======== Data for this task ========

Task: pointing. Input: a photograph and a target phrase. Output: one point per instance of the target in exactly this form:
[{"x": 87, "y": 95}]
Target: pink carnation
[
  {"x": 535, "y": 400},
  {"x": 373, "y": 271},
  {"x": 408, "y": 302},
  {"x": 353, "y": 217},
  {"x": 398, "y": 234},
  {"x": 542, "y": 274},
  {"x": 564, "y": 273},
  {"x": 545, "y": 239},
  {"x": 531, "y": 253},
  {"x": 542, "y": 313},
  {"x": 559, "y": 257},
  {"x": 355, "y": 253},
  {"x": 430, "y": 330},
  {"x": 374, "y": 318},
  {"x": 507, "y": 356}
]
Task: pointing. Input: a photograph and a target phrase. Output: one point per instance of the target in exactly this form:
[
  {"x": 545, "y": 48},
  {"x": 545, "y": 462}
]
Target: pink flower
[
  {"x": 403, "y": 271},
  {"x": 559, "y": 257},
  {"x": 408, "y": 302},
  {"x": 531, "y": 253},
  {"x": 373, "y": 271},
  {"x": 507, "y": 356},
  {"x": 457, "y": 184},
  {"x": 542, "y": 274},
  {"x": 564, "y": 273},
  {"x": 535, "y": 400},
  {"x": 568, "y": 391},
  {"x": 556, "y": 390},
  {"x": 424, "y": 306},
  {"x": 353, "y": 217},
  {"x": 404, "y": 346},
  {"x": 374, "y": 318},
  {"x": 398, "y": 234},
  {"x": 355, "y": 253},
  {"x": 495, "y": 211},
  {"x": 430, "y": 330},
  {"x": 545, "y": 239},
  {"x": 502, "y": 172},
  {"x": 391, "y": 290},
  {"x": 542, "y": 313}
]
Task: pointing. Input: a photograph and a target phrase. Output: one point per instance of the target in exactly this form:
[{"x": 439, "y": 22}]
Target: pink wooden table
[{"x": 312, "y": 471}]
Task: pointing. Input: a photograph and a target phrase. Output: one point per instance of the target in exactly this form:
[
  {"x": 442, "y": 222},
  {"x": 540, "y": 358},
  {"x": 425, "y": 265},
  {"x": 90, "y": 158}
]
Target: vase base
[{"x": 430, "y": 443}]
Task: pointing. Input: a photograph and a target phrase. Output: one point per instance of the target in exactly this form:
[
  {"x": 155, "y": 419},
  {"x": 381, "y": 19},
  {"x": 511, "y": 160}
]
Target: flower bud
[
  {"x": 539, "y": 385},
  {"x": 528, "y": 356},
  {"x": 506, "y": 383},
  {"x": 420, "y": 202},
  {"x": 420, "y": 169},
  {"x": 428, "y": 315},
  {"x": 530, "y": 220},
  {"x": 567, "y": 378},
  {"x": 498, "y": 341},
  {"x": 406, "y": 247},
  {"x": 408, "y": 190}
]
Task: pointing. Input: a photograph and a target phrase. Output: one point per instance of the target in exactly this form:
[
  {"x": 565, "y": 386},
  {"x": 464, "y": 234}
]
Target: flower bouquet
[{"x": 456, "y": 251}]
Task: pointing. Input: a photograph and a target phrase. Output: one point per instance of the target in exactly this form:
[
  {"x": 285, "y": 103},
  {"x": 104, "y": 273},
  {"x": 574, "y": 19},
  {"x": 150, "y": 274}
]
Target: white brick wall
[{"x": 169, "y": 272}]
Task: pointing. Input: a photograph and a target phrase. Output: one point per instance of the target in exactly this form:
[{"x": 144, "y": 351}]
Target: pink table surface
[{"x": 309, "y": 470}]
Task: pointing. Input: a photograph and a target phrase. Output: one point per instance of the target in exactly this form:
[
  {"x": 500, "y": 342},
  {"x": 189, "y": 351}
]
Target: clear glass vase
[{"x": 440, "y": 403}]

========

Would you write out the listing above exactly, in full?

Task: pointing. Input: a photograph and a target phrase. Output: one point per instance of the target in exactly this form:
[{"x": 87, "y": 95}]
Target: pink carnation
[
  {"x": 535, "y": 400},
  {"x": 373, "y": 271},
  {"x": 408, "y": 302},
  {"x": 353, "y": 217},
  {"x": 398, "y": 234},
  {"x": 542, "y": 274},
  {"x": 564, "y": 273},
  {"x": 545, "y": 239},
  {"x": 531, "y": 253},
  {"x": 542, "y": 313},
  {"x": 559, "y": 257},
  {"x": 355, "y": 253},
  {"x": 430, "y": 330},
  {"x": 374, "y": 318},
  {"x": 507, "y": 356}
]
Task: pointing. Input: a photograph and a target phrase. Output: one point per instance of the target in exactly this form:
[
  {"x": 545, "y": 48},
  {"x": 545, "y": 462}
]
Target: pink flower
[
  {"x": 403, "y": 271},
  {"x": 559, "y": 257},
  {"x": 408, "y": 302},
  {"x": 531, "y": 253},
  {"x": 373, "y": 271},
  {"x": 507, "y": 356},
  {"x": 457, "y": 184},
  {"x": 542, "y": 274},
  {"x": 564, "y": 273},
  {"x": 535, "y": 400},
  {"x": 568, "y": 391},
  {"x": 556, "y": 390},
  {"x": 424, "y": 306},
  {"x": 353, "y": 217},
  {"x": 404, "y": 346},
  {"x": 374, "y": 318},
  {"x": 398, "y": 234},
  {"x": 355, "y": 253},
  {"x": 495, "y": 211},
  {"x": 430, "y": 330},
  {"x": 545, "y": 239},
  {"x": 502, "y": 172},
  {"x": 391, "y": 290},
  {"x": 542, "y": 313}
]
Task: pointing. Input: a photograph and a target phrase. Output: one point per instance of the target in exactly this form:
[{"x": 439, "y": 22}]
Target: pink wooden table
[{"x": 312, "y": 471}]
Task: pointing. Input: a photograph and a target phrase. Output: one point per instance of the target in exactly this form:
[
  {"x": 442, "y": 222},
  {"x": 540, "y": 358},
  {"x": 425, "y": 265},
  {"x": 90, "y": 158}
]
Target: vase base
[{"x": 430, "y": 443}]
Task: pointing. Input: a photograph and a target phrase. Output: one point per instance of the target in exactly this form:
[
  {"x": 155, "y": 419},
  {"x": 381, "y": 19},
  {"x": 511, "y": 160}
]
Target: flower bud
[
  {"x": 539, "y": 385},
  {"x": 528, "y": 356},
  {"x": 506, "y": 383},
  {"x": 420, "y": 202},
  {"x": 420, "y": 169},
  {"x": 428, "y": 315},
  {"x": 530, "y": 220},
  {"x": 567, "y": 378},
  {"x": 498, "y": 341},
  {"x": 406, "y": 247},
  {"x": 408, "y": 190}
]
Task: pointing. Input: a photograph and a target phrase. Output: one point per instance of the target in exactly this form:
[
  {"x": 565, "y": 386},
  {"x": 464, "y": 234}
]
Target: flower bouquet
[{"x": 456, "y": 251}]
Task: pointing. Input: a photograph and a target phrase. Output: one point per instance of the target in exactly this form:
[
  {"x": 285, "y": 103},
  {"x": 104, "y": 273},
  {"x": 574, "y": 19},
  {"x": 150, "y": 274}
]
Target: white brick wall
[{"x": 169, "y": 272}]
Task: pointing. Input: a photograph and a target phrase. Output: one point per instance of the target in exactly this form:
[{"x": 144, "y": 351}]
Target: pink table surface
[{"x": 309, "y": 470}]
Task: pointing. Input: a photograph and a target phrase. Output: one point per instance of the target in exactly this form:
[
  {"x": 500, "y": 342},
  {"x": 189, "y": 351}
]
Target: clear glass vase
[{"x": 440, "y": 403}]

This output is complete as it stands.